- [EXERCISE AIM]
Would you output, exactly as written, the line with "navy blue jacket." and all lines after it to the end of the data below, and no others?

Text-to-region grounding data
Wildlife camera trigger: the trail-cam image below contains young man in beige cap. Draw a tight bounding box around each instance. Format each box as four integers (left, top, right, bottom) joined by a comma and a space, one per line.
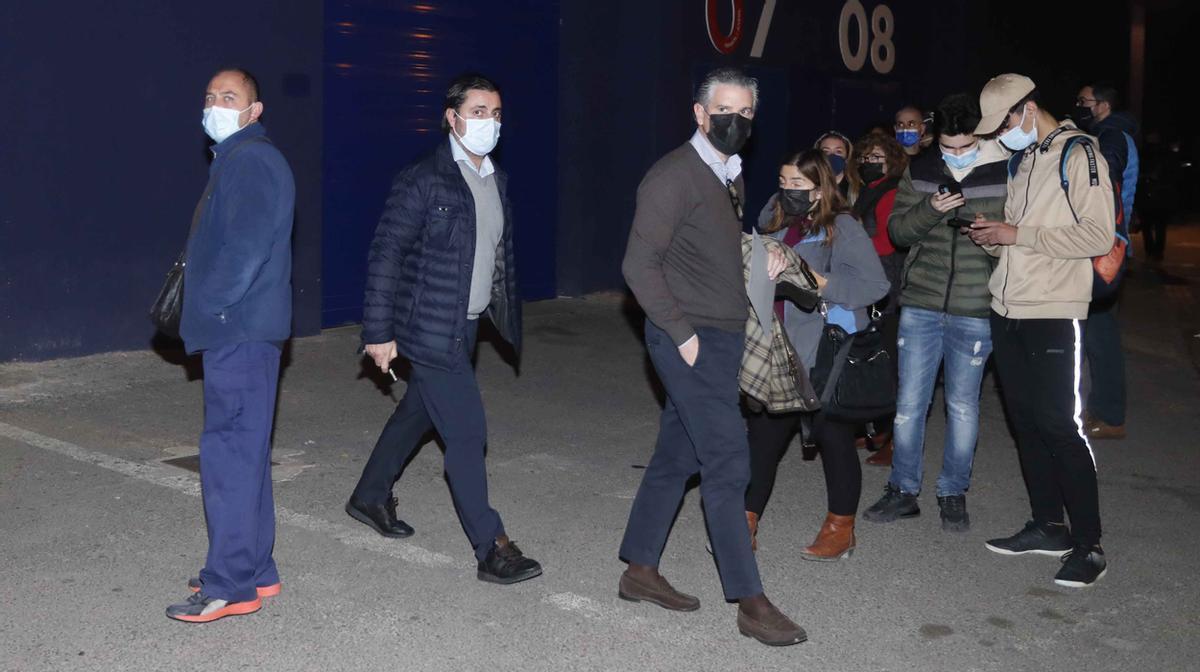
967, 74, 1115, 588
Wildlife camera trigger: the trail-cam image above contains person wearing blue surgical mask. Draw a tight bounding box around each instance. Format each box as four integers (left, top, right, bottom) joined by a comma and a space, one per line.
815, 130, 862, 205
968, 74, 1115, 589
894, 106, 930, 158
865, 93, 1008, 534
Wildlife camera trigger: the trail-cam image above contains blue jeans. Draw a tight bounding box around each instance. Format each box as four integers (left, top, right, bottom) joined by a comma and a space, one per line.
889, 307, 992, 497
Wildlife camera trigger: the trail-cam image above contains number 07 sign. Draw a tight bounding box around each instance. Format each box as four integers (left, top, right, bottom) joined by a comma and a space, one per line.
705, 0, 896, 75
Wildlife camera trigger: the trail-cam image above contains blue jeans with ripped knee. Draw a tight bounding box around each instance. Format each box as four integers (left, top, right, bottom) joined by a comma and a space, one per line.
889, 307, 992, 497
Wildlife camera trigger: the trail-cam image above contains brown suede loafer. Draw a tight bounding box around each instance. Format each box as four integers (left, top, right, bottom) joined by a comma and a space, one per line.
618, 570, 700, 611
737, 605, 807, 646
1084, 415, 1126, 440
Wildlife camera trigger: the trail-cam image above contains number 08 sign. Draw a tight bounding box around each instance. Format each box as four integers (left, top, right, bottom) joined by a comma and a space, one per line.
705, 0, 896, 75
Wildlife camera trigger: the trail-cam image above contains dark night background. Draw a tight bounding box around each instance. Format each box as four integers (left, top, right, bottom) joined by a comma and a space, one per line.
0, 0, 1193, 361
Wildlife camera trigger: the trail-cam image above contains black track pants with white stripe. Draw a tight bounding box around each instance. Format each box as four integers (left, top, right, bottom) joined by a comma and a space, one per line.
990, 312, 1102, 547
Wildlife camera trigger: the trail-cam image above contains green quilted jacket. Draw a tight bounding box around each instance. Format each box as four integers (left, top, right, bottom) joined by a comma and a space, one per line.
887, 149, 1007, 318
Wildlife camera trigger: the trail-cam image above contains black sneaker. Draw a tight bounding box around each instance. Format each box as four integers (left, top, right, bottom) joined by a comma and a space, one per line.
477, 537, 543, 585
1054, 545, 1107, 588
937, 495, 970, 532
863, 483, 920, 523
985, 520, 1072, 557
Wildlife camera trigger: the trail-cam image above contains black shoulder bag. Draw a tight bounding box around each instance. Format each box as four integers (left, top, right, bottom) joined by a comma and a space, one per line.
150, 137, 266, 338
809, 304, 896, 423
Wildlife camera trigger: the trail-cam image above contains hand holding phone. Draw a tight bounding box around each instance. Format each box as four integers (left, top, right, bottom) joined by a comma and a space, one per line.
932, 189, 966, 213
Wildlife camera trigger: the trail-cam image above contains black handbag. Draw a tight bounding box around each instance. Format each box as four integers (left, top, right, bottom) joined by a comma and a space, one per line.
150, 137, 267, 338
809, 306, 896, 422
149, 250, 188, 338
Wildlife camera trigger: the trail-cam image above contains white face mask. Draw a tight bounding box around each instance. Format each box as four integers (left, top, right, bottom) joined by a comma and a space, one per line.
998, 107, 1038, 152
453, 112, 501, 156
202, 104, 252, 143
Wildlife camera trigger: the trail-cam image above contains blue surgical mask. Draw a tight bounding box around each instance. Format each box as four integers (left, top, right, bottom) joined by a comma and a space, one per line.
827, 154, 847, 175
896, 128, 920, 148
942, 146, 979, 170
999, 108, 1038, 152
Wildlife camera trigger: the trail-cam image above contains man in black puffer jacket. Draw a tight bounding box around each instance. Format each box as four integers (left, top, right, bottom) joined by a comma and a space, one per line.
347, 74, 540, 585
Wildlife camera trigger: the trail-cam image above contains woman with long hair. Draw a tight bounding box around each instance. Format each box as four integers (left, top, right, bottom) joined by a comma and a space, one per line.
814, 130, 862, 206
744, 149, 890, 560
850, 132, 910, 466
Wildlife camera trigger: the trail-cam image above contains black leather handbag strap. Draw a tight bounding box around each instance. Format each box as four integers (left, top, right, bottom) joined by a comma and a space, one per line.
818, 330, 855, 406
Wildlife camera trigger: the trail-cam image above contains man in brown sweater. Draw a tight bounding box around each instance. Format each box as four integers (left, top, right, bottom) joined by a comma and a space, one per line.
617, 67, 805, 646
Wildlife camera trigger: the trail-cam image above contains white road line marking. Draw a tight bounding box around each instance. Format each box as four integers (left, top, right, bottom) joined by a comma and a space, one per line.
0, 421, 457, 568
543, 592, 609, 618
0, 421, 660, 624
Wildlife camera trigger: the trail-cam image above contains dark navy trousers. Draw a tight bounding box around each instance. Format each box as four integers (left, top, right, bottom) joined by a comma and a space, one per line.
620, 323, 763, 600
1084, 297, 1126, 426
198, 341, 281, 603
352, 321, 505, 562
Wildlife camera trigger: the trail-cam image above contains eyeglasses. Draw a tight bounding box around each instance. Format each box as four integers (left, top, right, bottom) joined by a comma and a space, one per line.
860, 154, 887, 164
1075, 97, 1097, 106
726, 179, 743, 221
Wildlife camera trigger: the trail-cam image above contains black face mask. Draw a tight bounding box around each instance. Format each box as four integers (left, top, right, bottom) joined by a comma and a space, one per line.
779, 188, 814, 216
859, 163, 884, 183
1074, 105, 1094, 131
705, 112, 753, 156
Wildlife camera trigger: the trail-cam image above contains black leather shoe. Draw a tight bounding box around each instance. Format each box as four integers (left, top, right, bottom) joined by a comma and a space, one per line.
477, 537, 543, 585
345, 496, 414, 538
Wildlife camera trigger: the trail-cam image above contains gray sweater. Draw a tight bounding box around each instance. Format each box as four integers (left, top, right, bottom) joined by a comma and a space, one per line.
756, 201, 890, 369
623, 143, 747, 345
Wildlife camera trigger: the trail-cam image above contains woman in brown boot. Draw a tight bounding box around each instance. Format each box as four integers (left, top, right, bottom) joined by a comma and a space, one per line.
744, 149, 890, 558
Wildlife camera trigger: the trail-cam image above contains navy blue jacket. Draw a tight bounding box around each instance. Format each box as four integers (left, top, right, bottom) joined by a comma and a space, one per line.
361, 139, 521, 371
1091, 112, 1138, 182
181, 123, 295, 354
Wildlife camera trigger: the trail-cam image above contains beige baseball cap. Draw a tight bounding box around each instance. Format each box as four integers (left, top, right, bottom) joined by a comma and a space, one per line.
974, 74, 1036, 135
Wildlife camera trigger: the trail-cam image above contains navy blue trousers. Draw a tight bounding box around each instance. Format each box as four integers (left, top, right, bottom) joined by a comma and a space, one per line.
620, 323, 763, 600
353, 321, 505, 562
1084, 298, 1126, 426
198, 341, 281, 603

- [RESPONSE]
Wildlife camera trigger: the trail-cam image above contains navy blue jacket. Draw a tight bounding box around each instance. Format each box as four integers (left, top, right, bottom) joined by a comma and a space, one per line.
361, 139, 521, 371
1091, 112, 1138, 182
181, 123, 295, 354
Wildlife camera trigger: the trail-cam image above contains beige baseball cap. Draw a tight bounding box around each instance. Format each box as four integers (left, top, right, bottom) joined by a comma and a space, one per line.
974, 74, 1036, 135
Wildlife camera trigger: the trail-cam image above contains navy blue trousers. Draw a tight bounding box around each instance. Format each box as four integers (left, top, right, bottom) joined by a comma and a space, one per line.
620, 323, 763, 600
353, 321, 505, 562
1084, 298, 1126, 426
198, 341, 281, 603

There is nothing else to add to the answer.